━━━ Quoted text

Other concept we employ is that of offensive language, which has been shown to be correlated with hateful content (Davidson et al., 2017). While there doesn’t exist a universal definition of offensive language, we employ Waseem et. al definition of explicit abusive language, which defines it as language that is unambiguous in its potential to be abusive, for example language that contains racial or homophobic slurs (Waseem et al., 2017). Importantly, the use of this kind of language does not necessarily imply hate speech.

Data Collection

Most existing work that detects hate speech on Twitter employ a lexicon-based data collection, which involves sampling only tweets that contain certain words (Davidson et al., 2017; Waseem and Hovy, 2016; Burnap and Williams, 2016; Magu et al., 2017), such as wetb*cks of fagg*t. As we are trying to characterize hateful users, it would not be appropriate to rely solely on this technique, as we would get a sample heavily biased towards users who used these words. Furthermore this methodology presents problems even for dealing with the problem strictly on a tweet-based level. Some examples are:

Statements may subtly disseminate hate with no offensive words, as in the sentence "Who convinced Muslim girls they were pretty?" (Davidson et al., 2017; Schmidt and Wiegand, 2017; Waseem and Hovy, 2016).

Hate groups may employ code words that are apparently benign, such as "skypes", to reference minorities demeaningly, creating a truly adversarial setting (Magu et al., 2017; Meme, 2016).

━━━━━━
━━━ Dataset excerpts

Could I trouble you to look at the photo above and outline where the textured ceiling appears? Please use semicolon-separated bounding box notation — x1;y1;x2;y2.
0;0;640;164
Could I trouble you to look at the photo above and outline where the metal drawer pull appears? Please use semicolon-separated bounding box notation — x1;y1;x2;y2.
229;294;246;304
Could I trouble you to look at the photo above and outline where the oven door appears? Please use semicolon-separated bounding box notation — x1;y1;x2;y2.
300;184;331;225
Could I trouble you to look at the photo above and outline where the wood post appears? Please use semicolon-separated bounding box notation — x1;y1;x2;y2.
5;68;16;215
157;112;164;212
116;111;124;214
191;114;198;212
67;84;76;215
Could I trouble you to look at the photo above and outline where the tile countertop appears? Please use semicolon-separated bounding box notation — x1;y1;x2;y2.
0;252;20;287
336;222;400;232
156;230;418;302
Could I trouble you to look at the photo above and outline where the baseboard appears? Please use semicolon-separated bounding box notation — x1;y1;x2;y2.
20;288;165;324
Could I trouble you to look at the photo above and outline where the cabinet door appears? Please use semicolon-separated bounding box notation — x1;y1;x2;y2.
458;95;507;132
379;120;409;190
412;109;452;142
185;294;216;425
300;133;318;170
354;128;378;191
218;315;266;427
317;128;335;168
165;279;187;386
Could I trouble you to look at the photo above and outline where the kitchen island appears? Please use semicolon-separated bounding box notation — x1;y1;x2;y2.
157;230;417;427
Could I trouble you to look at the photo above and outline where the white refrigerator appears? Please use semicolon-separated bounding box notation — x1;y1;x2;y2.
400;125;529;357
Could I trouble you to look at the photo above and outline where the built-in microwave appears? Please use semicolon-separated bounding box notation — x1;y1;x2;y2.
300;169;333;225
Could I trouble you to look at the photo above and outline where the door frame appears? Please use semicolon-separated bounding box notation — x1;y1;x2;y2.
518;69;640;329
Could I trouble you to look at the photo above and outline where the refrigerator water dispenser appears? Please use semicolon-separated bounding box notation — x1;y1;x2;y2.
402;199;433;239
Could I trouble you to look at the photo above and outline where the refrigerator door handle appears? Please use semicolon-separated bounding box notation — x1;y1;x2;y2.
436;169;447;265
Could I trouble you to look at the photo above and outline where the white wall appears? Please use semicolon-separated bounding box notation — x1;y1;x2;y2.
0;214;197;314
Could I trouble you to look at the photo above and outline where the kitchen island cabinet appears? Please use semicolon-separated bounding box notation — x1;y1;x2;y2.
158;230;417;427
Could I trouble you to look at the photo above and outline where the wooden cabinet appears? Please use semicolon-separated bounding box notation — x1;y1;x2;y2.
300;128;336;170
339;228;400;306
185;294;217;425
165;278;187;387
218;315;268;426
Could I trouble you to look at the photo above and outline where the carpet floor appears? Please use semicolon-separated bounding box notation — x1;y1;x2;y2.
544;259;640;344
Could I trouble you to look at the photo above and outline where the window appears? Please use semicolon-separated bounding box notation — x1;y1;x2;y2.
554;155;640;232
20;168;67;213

━━━━━━

* _Stated task 1_:
Using the hate speech excerpt, decide whether each statement agrees with it. Answer yes or no for each, and quote the deciding words exactly.
(a) The adopted definition describes explicit abusive language as unambiguous in its potential to be abusive.
(b) The use of offensive language always signals hate speech.
(c) The authors consider lexicon-based sampling by itself adequate for characterizing hateful users.
* _Stated task 2_: According to the hate speech excerpt, what code word is given as an example of an apparently benign term that hate groups use to reference minorities demeaningly?
* _Stated task 3_: Reproduce the stretch of the hate speech excerpt from "Hate groups may" through "2017; Meme, 2016).".

* _Reply 1_:
(a) Yes: "language that is unambiguous in its potential to be abusive"
(b) No: "the use of this kind of language does not necessarily imply hate speech"
(c) No: "it would not be appropriate to rely solely on this technique"

* _Reply 2_: "skypes"

* _Reply 3_:
Hate groups may employ code words that are apparently benign, such as "skypes", to reference minorities demeaningly, creating a truly adversarial setting (Magu et al., 2017; Meme, 2016).